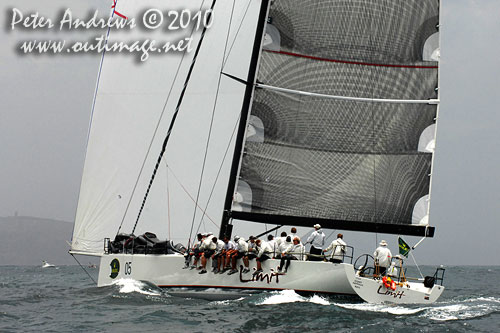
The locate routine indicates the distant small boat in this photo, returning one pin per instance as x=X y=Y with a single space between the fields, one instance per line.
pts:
x=47 y=265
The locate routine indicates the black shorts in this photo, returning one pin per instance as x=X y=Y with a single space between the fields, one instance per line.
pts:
x=263 y=258
x=239 y=255
x=208 y=253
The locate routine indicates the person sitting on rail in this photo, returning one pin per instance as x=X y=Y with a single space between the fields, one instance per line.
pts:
x=383 y=257
x=252 y=248
x=229 y=251
x=293 y=252
x=272 y=244
x=242 y=253
x=194 y=251
x=338 y=249
x=284 y=245
x=264 y=252
x=317 y=240
x=208 y=249
x=217 y=256
x=280 y=240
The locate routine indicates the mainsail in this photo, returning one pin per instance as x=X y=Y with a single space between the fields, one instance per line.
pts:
x=134 y=104
x=342 y=121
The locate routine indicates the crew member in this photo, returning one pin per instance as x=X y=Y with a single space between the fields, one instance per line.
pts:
x=382 y=257
x=338 y=249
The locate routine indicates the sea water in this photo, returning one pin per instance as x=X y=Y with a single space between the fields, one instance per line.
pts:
x=64 y=299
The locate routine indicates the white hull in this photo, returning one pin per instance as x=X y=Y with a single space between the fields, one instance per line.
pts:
x=374 y=291
x=47 y=265
x=167 y=271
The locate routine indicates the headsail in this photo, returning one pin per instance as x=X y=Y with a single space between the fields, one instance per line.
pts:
x=353 y=164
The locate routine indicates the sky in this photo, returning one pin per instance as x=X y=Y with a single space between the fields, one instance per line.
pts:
x=45 y=111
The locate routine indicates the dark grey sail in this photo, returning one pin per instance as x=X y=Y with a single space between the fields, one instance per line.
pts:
x=345 y=92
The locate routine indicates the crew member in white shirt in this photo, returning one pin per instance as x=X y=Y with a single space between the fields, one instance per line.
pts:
x=338 y=249
x=317 y=241
x=382 y=257
x=264 y=252
x=293 y=252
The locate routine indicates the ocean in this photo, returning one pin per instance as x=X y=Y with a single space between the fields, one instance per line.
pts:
x=64 y=299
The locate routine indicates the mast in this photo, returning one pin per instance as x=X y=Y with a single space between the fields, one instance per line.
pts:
x=225 y=229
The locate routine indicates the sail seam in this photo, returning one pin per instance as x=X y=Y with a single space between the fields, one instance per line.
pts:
x=349 y=62
x=349 y=98
x=154 y=134
x=174 y=116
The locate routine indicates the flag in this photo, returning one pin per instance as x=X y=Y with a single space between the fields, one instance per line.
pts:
x=404 y=248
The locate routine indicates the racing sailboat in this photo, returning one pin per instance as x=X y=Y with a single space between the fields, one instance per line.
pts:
x=327 y=107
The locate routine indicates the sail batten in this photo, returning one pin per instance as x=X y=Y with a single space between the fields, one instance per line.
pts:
x=395 y=229
x=339 y=124
x=350 y=98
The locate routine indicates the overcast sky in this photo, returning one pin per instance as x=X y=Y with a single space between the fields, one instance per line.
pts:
x=46 y=103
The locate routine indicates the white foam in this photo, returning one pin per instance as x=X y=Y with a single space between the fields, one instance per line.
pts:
x=290 y=296
x=463 y=311
x=382 y=308
x=131 y=285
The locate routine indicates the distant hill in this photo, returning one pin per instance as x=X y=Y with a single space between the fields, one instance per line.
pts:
x=28 y=240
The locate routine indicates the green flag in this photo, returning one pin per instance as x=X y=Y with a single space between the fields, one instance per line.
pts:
x=404 y=248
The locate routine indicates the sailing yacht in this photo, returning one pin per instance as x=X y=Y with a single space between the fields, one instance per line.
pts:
x=285 y=113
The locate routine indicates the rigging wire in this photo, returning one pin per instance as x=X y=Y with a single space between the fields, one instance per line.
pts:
x=212 y=120
x=172 y=122
x=236 y=35
x=218 y=174
x=168 y=200
x=189 y=195
x=156 y=130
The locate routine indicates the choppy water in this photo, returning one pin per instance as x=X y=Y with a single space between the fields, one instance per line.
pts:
x=65 y=299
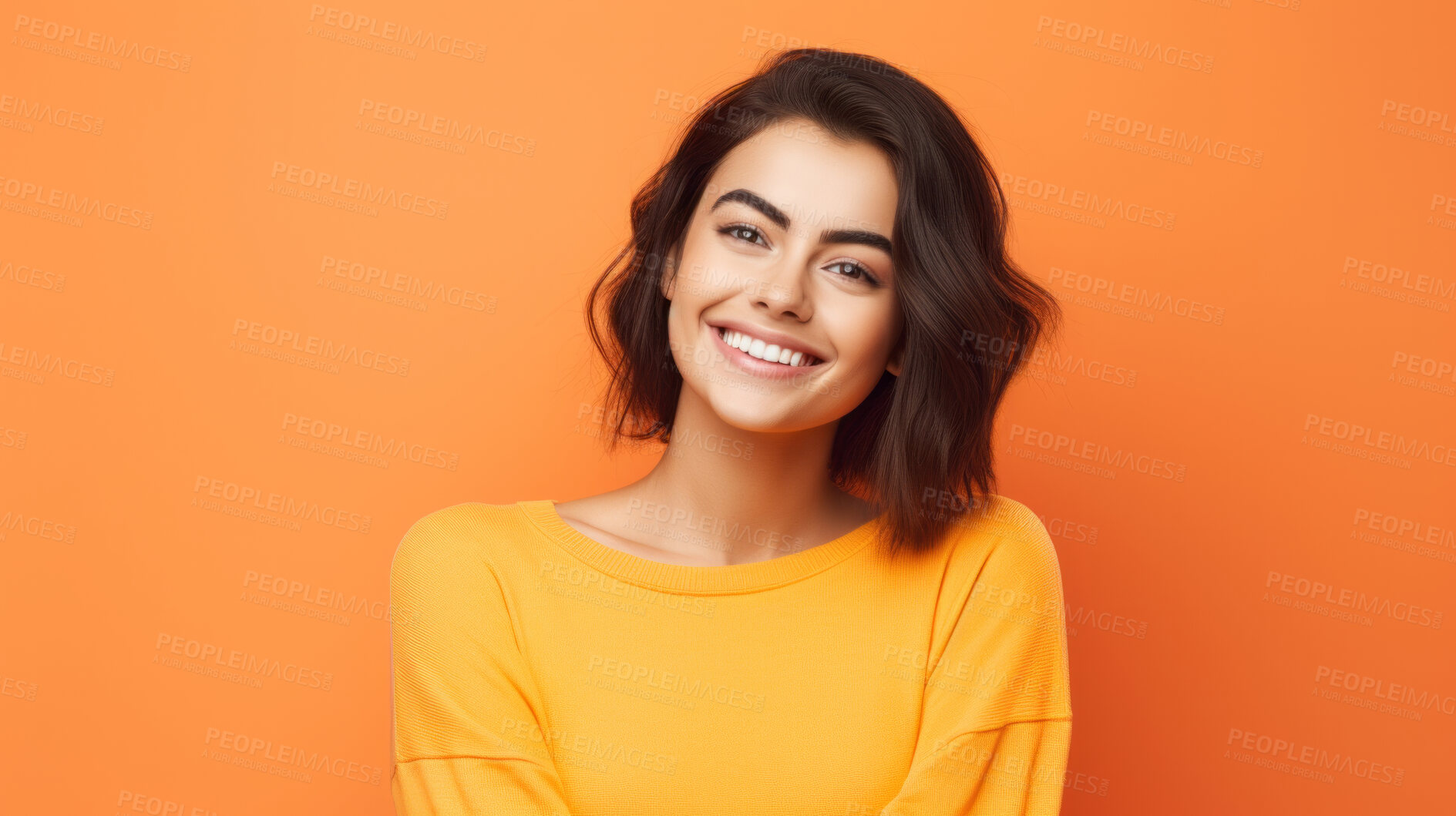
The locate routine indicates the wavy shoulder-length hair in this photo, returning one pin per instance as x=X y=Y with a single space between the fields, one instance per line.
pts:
x=919 y=447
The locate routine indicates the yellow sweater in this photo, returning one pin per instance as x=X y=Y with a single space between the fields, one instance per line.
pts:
x=540 y=673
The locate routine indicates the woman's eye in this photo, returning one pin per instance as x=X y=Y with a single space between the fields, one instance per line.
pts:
x=745 y=233
x=855 y=271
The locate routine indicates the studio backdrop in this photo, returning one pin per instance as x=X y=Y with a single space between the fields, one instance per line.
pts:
x=278 y=280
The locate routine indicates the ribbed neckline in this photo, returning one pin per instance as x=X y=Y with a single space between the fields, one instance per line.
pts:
x=692 y=579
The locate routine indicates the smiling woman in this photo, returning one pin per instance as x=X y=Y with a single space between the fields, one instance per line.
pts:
x=815 y=601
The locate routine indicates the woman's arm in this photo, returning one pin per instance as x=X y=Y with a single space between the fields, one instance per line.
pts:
x=466 y=735
x=997 y=722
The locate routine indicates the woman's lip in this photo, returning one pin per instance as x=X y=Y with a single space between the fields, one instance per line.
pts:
x=759 y=367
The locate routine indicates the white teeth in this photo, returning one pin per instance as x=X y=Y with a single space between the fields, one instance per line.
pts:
x=765 y=351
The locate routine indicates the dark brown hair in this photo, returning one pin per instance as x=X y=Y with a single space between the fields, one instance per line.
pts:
x=970 y=314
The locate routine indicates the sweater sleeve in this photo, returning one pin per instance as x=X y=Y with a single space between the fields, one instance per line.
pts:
x=997 y=714
x=466 y=737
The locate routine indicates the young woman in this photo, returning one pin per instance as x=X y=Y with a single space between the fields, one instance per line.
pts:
x=815 y=603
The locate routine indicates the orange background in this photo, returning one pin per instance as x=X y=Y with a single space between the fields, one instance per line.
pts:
x=130 y=393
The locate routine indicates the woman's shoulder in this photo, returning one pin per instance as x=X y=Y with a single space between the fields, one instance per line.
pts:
x=459 y=534
x=1000 y=537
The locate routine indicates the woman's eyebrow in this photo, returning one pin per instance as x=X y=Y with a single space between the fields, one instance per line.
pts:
x=778 y=217
x=755 y=201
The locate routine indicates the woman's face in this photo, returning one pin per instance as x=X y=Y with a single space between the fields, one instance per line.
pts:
x=788 y=249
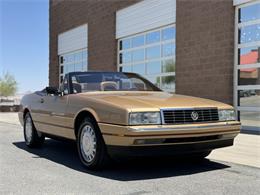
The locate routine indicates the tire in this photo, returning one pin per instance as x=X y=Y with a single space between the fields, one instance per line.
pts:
x=32 y=137
x=91 y=146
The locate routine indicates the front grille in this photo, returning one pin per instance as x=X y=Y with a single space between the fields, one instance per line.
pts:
x=184 y=116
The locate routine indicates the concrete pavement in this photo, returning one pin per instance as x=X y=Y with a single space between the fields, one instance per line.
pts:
x=246 y=149
x=56 y=169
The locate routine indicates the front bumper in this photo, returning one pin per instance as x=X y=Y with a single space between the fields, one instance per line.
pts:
x=167 y=150
x=168 y=139
x=117 y=135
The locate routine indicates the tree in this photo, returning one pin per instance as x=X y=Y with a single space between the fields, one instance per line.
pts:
x=8 y=85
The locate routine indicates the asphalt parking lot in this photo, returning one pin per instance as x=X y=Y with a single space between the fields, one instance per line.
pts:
x=55 y=169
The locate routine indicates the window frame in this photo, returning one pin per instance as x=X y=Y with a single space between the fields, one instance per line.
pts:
x=159 y=43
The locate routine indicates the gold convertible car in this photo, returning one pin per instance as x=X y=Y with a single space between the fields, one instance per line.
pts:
x=116 y=113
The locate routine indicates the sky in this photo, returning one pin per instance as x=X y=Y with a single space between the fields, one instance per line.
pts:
x=24 y=42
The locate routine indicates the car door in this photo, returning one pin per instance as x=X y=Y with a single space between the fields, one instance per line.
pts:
x=57 y=122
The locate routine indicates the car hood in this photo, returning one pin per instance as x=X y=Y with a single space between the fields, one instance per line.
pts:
x=136 y=101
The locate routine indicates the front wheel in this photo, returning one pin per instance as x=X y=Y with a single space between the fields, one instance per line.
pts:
x=32 y=137
x=91 y=146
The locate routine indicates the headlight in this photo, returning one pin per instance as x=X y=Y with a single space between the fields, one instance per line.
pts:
x=226 y=115
x=140 y=118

====================

Exercise goal:
Which lines above include the string "distant"? Show them.

Result:
The locate routine indicates the distant small boat in this photo, returning one pin per instance as x=X y=Y with a single space between the fields, one instance per line.
The locate routine indicates the distant hill in this photo, returning one pin per instance as x=X y=Y with a single space between the fields, one instance per line.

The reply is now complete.